Written task:
Rescale the material below by repeating every line, leaving the text lines unchanged. Multiply each point coordinate by 2.1 and round it to a whole number, with halves going up.

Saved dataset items

##########

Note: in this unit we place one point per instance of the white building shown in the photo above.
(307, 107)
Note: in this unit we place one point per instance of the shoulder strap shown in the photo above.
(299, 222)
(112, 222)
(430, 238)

##########

Output:
Note: in this unit we place one point per instance of the white building shown in the photo above.
(645, 225)
Note: in this unit we place one point per instance of the shoulder strap shown in the photo above.
(628, 466)
(235, 466)
(903, 500)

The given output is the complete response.